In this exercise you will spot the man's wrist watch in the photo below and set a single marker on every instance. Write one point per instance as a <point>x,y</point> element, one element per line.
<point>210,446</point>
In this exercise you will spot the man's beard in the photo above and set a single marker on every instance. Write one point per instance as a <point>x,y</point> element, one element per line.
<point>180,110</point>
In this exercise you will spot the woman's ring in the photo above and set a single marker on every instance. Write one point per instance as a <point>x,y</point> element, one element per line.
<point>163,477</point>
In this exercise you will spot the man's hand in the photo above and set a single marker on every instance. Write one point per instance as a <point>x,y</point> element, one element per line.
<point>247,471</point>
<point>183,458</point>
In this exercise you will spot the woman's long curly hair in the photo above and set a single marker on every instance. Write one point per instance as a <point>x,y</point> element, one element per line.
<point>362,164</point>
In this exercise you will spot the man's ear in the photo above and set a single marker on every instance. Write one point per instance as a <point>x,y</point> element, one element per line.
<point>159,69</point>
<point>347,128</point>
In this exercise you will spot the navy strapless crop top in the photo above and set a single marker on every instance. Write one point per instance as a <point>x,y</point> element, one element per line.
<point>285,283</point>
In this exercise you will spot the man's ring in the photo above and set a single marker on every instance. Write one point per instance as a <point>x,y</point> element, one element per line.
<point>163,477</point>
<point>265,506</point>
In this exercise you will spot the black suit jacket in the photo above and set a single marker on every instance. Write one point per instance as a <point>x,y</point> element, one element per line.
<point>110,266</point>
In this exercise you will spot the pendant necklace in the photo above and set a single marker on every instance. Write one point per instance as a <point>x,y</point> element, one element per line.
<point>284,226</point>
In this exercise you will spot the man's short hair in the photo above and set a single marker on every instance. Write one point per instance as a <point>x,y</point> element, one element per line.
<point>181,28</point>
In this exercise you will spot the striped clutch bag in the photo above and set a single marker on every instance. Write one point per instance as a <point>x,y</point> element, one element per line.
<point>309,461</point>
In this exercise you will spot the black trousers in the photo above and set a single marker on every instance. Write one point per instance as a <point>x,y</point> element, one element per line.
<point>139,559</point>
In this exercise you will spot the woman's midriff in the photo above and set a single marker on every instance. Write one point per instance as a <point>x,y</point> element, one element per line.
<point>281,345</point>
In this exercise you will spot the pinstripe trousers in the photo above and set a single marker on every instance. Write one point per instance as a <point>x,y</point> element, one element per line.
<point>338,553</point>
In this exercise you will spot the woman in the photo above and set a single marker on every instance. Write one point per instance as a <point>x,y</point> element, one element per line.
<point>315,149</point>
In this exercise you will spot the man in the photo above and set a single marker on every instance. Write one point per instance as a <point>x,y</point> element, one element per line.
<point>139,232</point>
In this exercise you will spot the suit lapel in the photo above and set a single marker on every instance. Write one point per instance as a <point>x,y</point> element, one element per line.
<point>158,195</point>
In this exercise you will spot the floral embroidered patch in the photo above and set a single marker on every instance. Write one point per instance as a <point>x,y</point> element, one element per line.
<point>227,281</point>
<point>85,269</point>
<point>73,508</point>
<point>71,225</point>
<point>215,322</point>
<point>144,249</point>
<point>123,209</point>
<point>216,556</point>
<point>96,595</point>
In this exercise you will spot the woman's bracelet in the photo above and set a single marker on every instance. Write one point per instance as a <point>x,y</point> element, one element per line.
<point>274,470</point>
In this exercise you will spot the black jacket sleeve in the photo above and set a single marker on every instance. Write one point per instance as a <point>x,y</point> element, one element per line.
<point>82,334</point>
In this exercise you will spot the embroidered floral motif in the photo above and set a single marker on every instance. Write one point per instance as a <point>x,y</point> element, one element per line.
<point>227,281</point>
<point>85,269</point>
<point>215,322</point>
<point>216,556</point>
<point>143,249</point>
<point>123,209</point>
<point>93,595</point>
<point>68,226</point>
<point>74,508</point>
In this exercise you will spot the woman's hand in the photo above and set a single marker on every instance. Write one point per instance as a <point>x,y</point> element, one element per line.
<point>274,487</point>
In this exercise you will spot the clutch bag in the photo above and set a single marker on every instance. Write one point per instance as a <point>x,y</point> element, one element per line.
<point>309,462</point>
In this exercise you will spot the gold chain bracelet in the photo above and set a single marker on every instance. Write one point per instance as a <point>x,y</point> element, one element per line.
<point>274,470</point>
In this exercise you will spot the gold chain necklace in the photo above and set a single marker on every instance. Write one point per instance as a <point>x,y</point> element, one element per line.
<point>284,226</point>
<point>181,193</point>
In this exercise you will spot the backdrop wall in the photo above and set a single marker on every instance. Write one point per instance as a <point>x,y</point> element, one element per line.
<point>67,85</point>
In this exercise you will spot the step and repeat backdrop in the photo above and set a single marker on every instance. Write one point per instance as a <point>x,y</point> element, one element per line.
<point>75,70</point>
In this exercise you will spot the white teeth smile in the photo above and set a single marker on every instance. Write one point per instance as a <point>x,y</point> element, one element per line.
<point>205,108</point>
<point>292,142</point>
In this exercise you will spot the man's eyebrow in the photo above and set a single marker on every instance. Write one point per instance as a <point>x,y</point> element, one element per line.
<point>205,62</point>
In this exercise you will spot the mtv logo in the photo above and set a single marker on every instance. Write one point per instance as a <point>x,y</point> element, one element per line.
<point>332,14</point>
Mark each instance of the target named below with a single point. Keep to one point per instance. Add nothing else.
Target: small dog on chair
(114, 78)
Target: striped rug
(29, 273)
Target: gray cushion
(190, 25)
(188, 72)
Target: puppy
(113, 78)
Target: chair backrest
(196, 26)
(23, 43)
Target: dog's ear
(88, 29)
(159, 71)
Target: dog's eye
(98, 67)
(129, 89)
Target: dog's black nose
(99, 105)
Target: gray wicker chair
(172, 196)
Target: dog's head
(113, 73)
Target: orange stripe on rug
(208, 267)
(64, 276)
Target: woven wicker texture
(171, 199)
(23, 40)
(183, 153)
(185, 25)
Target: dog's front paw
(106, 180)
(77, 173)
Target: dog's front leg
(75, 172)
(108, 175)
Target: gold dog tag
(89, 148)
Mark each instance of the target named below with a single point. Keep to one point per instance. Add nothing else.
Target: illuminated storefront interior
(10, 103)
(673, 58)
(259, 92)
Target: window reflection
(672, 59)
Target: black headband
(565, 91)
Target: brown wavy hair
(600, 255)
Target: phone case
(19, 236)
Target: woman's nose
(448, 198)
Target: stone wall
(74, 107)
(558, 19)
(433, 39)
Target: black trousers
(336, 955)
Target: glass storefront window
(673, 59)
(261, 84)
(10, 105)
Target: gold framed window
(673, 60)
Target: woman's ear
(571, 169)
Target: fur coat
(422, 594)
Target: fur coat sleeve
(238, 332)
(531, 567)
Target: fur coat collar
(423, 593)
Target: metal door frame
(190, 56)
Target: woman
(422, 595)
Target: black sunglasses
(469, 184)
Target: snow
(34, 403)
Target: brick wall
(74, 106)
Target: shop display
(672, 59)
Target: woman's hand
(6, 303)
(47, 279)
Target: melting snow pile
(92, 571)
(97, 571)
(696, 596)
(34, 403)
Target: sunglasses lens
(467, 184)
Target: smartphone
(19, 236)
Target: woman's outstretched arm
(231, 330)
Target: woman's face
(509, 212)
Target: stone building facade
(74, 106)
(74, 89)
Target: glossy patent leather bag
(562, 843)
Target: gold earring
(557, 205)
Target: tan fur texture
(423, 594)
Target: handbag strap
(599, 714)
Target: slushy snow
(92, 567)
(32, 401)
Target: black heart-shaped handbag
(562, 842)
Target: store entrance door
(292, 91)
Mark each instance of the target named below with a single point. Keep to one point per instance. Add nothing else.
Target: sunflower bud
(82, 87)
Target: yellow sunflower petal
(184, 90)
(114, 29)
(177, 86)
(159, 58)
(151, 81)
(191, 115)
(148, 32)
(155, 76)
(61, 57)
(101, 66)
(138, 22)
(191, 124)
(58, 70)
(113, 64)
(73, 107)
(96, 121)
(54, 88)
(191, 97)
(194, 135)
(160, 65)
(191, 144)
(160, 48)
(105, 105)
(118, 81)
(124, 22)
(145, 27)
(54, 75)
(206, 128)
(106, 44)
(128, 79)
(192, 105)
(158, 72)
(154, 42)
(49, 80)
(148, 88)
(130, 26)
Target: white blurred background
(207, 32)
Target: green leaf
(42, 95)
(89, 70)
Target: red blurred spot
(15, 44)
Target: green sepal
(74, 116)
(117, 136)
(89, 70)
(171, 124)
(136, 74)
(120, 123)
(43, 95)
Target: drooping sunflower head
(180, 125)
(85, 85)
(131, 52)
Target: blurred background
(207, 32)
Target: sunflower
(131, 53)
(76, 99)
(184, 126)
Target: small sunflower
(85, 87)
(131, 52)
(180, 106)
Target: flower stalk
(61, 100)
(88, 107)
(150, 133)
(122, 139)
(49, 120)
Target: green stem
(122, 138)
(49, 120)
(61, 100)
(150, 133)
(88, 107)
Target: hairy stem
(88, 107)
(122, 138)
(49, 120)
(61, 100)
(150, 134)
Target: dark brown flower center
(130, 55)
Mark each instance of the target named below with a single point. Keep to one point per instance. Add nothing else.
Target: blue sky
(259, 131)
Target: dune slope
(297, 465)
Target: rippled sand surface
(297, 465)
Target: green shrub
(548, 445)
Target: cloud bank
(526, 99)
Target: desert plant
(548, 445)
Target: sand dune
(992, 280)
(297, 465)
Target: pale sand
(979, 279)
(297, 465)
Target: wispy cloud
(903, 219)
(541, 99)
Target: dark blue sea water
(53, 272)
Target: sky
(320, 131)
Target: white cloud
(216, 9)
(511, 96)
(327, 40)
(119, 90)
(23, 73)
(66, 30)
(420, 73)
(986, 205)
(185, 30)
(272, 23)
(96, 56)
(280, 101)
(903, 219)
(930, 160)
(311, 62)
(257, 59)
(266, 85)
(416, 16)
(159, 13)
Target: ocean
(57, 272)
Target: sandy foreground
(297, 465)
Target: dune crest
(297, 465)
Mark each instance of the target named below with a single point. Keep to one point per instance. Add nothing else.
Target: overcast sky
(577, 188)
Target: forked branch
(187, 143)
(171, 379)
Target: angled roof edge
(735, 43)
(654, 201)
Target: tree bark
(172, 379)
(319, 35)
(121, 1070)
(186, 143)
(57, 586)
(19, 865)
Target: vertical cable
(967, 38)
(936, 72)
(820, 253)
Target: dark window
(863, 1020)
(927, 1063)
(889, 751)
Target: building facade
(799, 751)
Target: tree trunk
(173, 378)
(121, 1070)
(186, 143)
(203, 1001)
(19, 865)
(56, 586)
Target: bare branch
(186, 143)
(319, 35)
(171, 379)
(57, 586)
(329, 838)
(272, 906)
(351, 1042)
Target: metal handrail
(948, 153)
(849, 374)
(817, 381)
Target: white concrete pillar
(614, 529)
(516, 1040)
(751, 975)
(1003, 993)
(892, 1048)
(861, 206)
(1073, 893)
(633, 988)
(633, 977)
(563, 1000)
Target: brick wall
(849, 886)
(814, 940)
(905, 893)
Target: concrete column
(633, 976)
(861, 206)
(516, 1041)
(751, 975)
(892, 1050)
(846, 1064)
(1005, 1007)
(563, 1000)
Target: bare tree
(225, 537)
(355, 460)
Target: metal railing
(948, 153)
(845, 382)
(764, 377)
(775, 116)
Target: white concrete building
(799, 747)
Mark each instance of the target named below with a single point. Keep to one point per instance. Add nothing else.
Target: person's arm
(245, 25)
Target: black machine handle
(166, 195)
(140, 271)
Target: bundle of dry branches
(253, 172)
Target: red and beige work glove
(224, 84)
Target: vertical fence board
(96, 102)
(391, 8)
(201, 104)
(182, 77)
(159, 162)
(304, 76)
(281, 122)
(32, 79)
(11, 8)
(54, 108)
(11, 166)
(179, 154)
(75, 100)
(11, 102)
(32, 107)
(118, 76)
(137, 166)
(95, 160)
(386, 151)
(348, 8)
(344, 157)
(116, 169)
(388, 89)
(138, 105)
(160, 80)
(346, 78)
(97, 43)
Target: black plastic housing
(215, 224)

Goal of the exercise
Repeat only the stretch of lines starting at the one containing "Target: bare tree" and running to the final line of the entries above.

Correct output
Target: bare tree
(225, 537)
(355, 460)
Target: metal railing
(948, 153)
(845, 382)
(764, 377)
(775, 116)
Target: white concrete building
(799, 747)
Mark each instance of the target named below with a single point. Keep to one point per instance. Add nothing else.
Target: person's arm
(245, 25)
Target: black machine handle
(166, 195)
(140, 271)
Target: bundle of dry branches
(253, 172)
Target: red and beige work glove
(224, 84)
Target: vertical fence board
(96, 102)
(391, 8)
(201, 104)
(182, 77)
(159, 162)
(304, 76)
(281, 122)
(32, 79)
(11, 8)
(54, 108)
(11, 166)
(179, 154)
(75, 100)
(11, 102)
(32, 107)
(118, 76)
(137, 166)
(95, 160)
(386, 151)
(348, 8)
(344, 157)
(116, 169)
(388, 89)
(138, 105)
(160, 80)
(346, 78)
(97, 43)
Target: black plastic housing
(215, 224)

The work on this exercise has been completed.